Type the records that follow again exactly as written, but drop the pictures.

Input for this task START

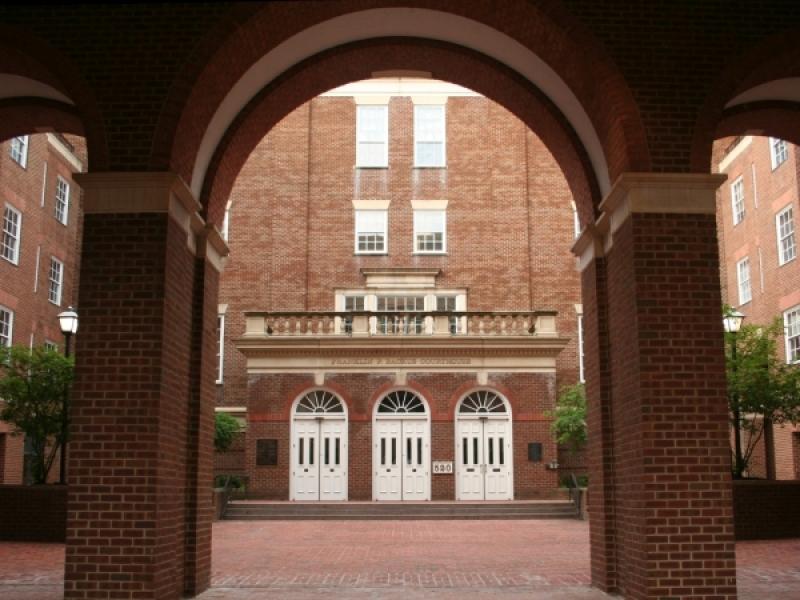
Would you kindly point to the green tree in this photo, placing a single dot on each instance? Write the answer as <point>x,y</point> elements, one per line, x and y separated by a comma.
<point>226,428</point>
<point>762,388</point>
<point>569,417</point>
<point>34,385</point>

Input for this task END

### Task result
Would you kindly point to the green tree in this photo, placing a single dot on each instance? Write the answer as <point>x,y</point> elements, one per line, x and y separated by a comma.
<point>226,428</point>
<point>762,388</point>
<point>569,417</point>
<point>34,385</point>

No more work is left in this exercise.